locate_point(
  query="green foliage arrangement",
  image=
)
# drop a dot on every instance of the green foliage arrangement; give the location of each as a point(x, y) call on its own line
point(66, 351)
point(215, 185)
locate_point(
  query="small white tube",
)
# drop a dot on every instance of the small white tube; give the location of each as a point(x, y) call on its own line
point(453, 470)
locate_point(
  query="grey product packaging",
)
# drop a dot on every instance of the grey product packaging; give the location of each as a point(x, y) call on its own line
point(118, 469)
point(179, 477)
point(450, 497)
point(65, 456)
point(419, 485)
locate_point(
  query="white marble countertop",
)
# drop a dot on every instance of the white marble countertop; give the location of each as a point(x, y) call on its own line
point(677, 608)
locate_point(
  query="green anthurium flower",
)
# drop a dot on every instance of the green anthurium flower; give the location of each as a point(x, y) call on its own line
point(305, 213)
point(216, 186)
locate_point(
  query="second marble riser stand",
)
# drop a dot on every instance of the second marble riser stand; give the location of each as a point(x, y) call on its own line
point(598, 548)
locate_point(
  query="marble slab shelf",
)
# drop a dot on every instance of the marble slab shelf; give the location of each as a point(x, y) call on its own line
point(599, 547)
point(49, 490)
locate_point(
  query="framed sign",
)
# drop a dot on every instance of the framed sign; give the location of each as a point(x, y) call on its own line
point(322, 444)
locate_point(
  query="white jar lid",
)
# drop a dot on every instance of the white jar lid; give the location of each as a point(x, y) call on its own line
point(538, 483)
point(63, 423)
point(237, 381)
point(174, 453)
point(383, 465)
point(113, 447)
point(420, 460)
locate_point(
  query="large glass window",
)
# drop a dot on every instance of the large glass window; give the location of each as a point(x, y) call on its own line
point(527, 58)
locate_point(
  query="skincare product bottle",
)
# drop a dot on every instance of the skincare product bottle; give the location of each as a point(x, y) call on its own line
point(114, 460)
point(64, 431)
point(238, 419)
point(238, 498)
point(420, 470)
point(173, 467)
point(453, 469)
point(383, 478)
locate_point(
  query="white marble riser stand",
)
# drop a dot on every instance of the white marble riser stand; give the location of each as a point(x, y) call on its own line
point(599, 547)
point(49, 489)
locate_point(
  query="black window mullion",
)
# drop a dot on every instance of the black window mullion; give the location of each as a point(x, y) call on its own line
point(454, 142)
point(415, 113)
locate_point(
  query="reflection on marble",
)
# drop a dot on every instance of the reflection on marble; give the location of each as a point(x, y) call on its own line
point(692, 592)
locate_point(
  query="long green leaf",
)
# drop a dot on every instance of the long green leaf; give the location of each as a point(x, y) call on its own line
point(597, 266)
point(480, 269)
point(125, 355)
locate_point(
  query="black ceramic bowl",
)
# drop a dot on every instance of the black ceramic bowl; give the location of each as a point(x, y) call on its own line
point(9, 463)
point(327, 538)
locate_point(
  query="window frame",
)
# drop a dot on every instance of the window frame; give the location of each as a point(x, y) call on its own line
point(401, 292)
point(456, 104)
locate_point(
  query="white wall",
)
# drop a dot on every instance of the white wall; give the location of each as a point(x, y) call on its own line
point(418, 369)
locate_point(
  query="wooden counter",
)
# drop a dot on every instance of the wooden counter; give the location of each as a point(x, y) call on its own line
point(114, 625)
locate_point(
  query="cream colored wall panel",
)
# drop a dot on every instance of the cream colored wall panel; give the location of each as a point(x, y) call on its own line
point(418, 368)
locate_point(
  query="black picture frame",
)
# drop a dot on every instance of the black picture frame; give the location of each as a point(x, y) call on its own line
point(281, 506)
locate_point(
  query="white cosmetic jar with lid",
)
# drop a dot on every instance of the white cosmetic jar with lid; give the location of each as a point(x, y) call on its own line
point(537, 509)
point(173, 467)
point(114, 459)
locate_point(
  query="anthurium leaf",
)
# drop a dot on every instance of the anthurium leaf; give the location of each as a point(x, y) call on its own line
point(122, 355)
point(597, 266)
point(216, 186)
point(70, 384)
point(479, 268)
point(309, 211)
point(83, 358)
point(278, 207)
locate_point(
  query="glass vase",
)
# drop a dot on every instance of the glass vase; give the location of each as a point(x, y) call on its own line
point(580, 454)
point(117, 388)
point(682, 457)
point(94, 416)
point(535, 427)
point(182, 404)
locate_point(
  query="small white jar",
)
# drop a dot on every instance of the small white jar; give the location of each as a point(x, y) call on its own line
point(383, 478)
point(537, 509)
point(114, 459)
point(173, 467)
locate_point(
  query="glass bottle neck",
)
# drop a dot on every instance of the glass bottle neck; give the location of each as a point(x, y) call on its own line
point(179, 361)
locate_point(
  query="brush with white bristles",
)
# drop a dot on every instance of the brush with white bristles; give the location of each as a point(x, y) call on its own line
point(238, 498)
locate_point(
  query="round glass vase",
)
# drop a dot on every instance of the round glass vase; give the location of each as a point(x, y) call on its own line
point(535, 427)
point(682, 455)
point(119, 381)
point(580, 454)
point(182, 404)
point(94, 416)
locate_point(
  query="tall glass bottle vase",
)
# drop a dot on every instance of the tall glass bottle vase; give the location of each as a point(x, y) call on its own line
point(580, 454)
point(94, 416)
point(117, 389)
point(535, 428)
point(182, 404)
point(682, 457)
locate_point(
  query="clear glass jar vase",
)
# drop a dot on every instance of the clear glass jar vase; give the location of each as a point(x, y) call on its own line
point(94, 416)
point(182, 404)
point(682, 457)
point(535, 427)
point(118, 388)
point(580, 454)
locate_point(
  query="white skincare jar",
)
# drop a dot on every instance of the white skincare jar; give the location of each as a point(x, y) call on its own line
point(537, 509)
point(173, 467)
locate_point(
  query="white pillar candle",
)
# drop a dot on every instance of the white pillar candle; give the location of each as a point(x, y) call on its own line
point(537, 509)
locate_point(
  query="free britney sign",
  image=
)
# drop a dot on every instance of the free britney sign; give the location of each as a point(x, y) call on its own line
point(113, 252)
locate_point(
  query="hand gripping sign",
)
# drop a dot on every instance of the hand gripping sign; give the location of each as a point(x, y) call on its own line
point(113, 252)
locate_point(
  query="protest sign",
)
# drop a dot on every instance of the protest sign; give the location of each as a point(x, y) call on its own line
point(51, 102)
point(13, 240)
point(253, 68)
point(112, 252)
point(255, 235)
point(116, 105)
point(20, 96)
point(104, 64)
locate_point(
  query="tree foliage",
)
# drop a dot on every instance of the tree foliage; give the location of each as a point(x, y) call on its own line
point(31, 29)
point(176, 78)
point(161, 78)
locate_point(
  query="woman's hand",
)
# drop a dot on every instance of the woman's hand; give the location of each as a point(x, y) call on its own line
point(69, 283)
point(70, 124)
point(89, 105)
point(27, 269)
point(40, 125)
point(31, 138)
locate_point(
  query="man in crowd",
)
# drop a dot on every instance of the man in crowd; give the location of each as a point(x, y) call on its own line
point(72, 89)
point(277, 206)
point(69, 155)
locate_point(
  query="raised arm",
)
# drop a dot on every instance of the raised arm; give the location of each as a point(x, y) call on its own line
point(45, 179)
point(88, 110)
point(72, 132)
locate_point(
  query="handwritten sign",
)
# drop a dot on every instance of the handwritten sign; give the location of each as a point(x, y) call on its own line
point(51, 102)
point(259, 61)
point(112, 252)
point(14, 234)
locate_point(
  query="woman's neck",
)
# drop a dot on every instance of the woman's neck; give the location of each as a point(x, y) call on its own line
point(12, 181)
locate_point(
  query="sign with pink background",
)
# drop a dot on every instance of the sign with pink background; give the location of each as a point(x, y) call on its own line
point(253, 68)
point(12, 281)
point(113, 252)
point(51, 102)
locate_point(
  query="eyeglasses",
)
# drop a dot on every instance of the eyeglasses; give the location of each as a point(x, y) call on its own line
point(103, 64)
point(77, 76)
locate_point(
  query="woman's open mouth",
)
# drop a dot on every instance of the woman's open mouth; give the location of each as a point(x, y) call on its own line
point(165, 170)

--

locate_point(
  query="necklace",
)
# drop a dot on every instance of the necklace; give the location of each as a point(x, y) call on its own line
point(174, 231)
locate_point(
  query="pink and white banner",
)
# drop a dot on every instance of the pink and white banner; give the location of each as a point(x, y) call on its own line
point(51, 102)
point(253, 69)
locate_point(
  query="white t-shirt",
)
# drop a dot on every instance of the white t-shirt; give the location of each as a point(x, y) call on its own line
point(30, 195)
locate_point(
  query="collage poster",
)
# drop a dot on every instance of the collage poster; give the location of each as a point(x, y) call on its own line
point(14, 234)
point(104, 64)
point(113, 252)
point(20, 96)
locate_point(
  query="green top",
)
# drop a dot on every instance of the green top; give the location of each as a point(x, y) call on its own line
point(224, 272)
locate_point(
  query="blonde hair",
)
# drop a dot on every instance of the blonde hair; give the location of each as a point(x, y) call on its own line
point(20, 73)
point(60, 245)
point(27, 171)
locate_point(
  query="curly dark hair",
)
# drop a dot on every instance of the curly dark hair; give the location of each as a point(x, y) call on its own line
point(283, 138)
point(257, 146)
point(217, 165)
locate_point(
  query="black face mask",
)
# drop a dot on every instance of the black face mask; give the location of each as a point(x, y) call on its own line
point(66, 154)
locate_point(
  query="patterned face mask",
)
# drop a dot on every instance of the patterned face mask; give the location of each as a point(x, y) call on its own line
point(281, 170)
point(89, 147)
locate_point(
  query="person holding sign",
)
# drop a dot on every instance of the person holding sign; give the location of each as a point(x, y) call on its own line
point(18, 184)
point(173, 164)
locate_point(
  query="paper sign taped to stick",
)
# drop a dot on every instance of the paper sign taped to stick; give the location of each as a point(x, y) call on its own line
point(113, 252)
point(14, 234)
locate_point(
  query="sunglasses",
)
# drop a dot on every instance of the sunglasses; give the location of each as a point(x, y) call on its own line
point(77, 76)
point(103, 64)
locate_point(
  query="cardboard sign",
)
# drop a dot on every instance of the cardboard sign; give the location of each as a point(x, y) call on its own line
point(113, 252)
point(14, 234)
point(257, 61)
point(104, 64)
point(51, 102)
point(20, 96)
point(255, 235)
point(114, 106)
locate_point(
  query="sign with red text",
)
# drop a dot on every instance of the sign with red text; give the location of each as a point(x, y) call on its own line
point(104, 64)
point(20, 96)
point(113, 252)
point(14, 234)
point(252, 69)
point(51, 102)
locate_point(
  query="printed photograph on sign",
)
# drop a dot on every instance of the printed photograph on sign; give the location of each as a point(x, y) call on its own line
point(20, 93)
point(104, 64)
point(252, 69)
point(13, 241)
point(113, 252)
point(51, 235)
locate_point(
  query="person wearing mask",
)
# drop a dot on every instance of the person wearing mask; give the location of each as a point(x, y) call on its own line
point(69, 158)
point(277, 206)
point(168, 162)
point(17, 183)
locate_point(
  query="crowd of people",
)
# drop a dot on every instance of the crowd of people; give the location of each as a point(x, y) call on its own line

--

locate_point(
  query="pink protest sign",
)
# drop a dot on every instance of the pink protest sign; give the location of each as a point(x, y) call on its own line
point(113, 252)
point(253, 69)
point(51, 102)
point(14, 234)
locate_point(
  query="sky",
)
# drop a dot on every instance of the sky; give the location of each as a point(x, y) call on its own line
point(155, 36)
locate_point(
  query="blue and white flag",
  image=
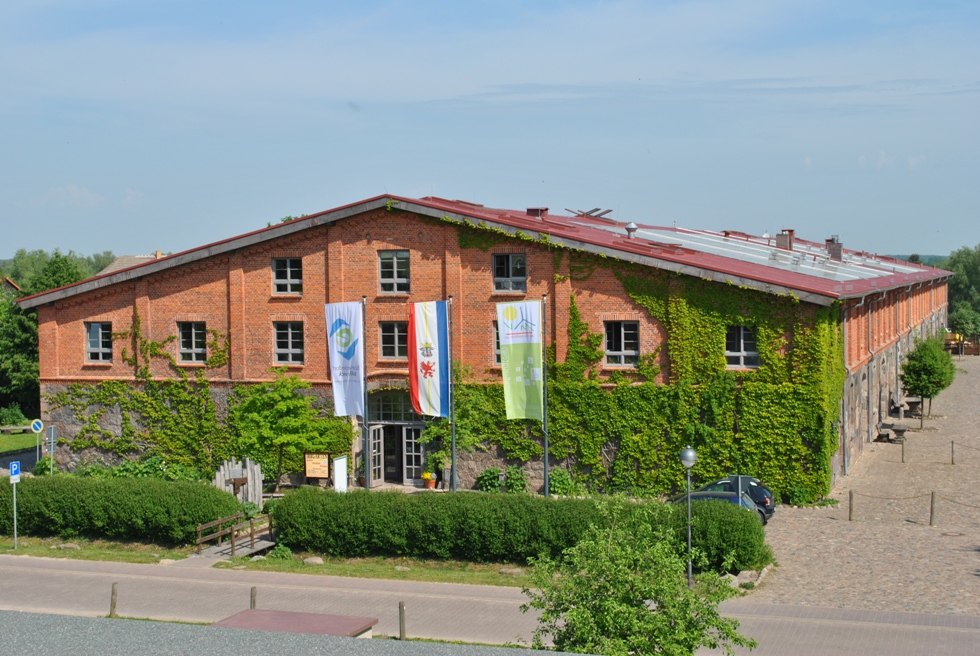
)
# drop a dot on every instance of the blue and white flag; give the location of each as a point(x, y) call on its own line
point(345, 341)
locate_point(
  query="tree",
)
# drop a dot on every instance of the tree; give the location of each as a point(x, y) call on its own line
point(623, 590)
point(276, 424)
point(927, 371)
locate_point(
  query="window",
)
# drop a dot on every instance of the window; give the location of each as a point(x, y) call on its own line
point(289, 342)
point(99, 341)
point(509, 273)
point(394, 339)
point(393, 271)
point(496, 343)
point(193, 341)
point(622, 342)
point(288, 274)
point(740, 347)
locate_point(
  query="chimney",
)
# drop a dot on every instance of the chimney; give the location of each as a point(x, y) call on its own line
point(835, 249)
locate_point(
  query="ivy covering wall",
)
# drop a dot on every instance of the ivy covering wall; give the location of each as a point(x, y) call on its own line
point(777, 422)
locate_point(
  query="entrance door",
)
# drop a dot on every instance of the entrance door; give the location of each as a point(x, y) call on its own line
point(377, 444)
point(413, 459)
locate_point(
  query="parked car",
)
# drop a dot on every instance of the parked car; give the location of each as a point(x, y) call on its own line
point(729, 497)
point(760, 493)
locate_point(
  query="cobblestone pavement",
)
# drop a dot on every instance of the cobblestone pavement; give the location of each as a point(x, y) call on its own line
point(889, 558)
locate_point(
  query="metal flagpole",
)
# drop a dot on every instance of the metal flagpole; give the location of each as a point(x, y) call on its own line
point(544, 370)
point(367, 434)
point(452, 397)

> _TASK DETAILS_: Extract every line of the material above that contains the word "green". Case matters, so a line counts only if the letters match in case.

> _THE REPLY_:
  query="green foliage arrangement",
# drop a dot on every instance of the green foliage arrangement; give the location of each as a point(x, y) call on its own line
  query="green anthurium flower",
# drop a dot on every instance of the green anthurium flower; give the location of each as a point(x, y) call on its own line
  query="long green leaf",
# drop a dot on every instance of the long green leaf; give the location of each as a point(x, y) call on its own line
  query="green top",
# drop a dot on every instance of the green top; give the location of each as a point(x, y) call on its own line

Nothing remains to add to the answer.